━━━━━ Artikel

Ad Under Header
Parallax Ad

Foto | Menengok 4 Wisata Kuningan pada Zaman Belanda

Geliat alam di kabupaten Kuningan sudah tidak diragukan lagi keindahannya sejak dulu. Sebagai kabupaten yang memiliki gunung tertinggi, ditambah dengan penghuninya yang mayoritas suku sunda, semakin menambah daya tarik orang luar Kuningan untuk berkunjung ke kabupaten Kuningan. Suku sunda dikenal memiliki keramahan dengan sesama manusia lainnya. Sehingga hal ini membuat betah salah satu tokoh yang menulis "Bumi pasundan lahir ketika Tuhan sedang tersenyum" yaitu Martinus Antonius Weselinus Brouwer. 

Senada dengan ini, alasan kenapa perundingan linggajati dilakukan dan bertempat di kabupaten Kuningan adalah karena tempatnya yang indah dan sejuk serta jauh dari ingar-bingar dan kegaduhan. Perundingan membutuhkan suasana tenang dan nyaman. Apalagi, perundingan linggajati menentukan masa depan bangsa Indonesia--pastinya, konsentrasi penuh, sangat dibutuhkan. Awalnya, alternatif tempat perundingan hanya di dua tempat: Yogyakarta dan Jakarta. Namun kedua kubu saling tidak menginginkan dengan alasan tertentu. Melalui Maria Ulfa Santoso--anak dari bupati ke dua kabupaten Kuningan yaitu Raden Mochamad Achmad--Ia mengajukan tempat kepada Sjahrir. Kemudian dipilihlah rumah seorang janda bernama Jasitem dilereng gunung Ciremai tepatnya Linggajati. 

Begitu singkat ceritanya. Nah, kali ini kita akan menengok wisata di Kuningan pada zaman dulu. Bagaimana sih wisata zaman dulu itu?.

━━━━━━━━━━
━━━━━ Catatan Hasil Ekstraksi

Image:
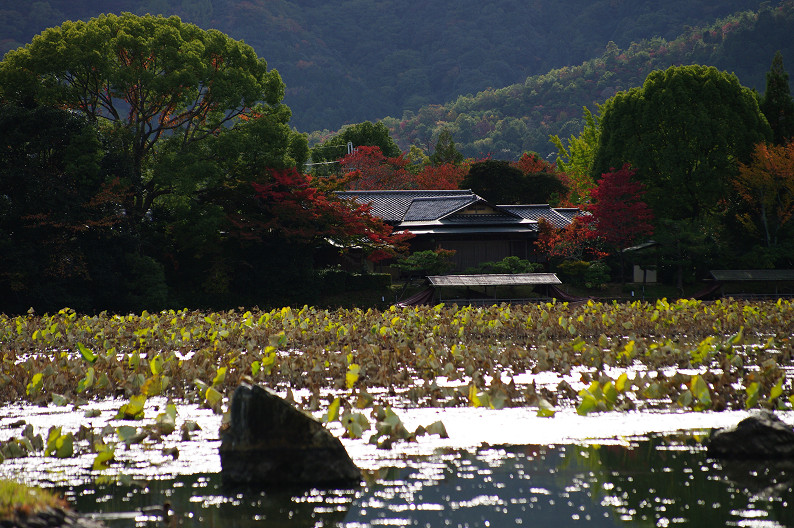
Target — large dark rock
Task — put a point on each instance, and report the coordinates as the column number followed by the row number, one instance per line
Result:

━━━━━━━━━━
━━━━━ Catatan Hasil Ekstraksi

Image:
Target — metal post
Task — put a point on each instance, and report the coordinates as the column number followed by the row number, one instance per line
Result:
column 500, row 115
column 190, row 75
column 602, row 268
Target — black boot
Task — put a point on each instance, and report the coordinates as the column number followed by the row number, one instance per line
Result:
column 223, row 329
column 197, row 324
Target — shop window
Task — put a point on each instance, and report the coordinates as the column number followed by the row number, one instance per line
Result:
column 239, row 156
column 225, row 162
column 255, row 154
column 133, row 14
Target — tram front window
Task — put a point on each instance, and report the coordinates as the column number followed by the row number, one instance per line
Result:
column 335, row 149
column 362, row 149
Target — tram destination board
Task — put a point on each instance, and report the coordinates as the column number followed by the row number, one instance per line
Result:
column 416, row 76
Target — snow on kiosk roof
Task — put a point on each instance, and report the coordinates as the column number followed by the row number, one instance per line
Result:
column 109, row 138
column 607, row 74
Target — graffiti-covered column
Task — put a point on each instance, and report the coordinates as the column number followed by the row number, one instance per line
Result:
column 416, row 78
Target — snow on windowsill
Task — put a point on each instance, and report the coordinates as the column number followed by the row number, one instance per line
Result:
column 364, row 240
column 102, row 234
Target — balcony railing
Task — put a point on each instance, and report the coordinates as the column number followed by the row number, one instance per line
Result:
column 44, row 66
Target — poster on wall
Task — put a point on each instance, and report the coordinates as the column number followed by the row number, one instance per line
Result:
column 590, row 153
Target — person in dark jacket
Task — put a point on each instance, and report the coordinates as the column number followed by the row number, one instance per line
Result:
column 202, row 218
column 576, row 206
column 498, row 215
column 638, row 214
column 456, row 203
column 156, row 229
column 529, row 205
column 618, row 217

━━━━━━━━━━

Daftar Tugas →
#1 Tulis ulang bagian catatan mulai dari baris yang memuat "Target — person in dark jacket" hingga baris yang memuat "column 618, row 217", dengan mengganti "instance" menjadi "occurrence" dan membiarkan semua hal lain tetap sama.
#2 Tolong lanjutkan artikel tentang wisata Kuningan pada zaman Belanda dari kalimat terakhirnya.
Artikel dan catatan di atas merupakan bahan yang terpisah satu sama lain.

Hasil Tiap Tugas →
#1
Target — person in dark jacket
Task — put a point on each occurrence, and report the coordinates as the column number followed by the row number, one occurrence per line
Result:
column 202, row 218
column 576, row 206
column 498, row 215
column 638, row 214
column 456, row 203
column 156, row 229
column 529, row 205
column 618, row 217

#2
Tarif harga masuk pemandian Linggadjati

Papan tarif harga masuk pemandian Linggadjati
Foto: Nationaal Archief
Zaman sekarang sangat mudah sekali untuk melihat tarif masuk objek wisata di kabupaten Kuningan. Kita cukup gunakan ponsel pintar atau komputer. Kemudian masuk ke salah satu mesin pencarian yang terhubung ke internet dan ketik apa yang hendak kita tanyakan. Kurang lebih lima detik, jawaban akan muncul. Mungkin kalau masyarakat dulu, harus mengunjungi dulu tempat wisata yang akan dikunjungi esoknya. Atau, membawa lebih banyak uang agar tidak kurang pada saat masuk objek wisata tersebut.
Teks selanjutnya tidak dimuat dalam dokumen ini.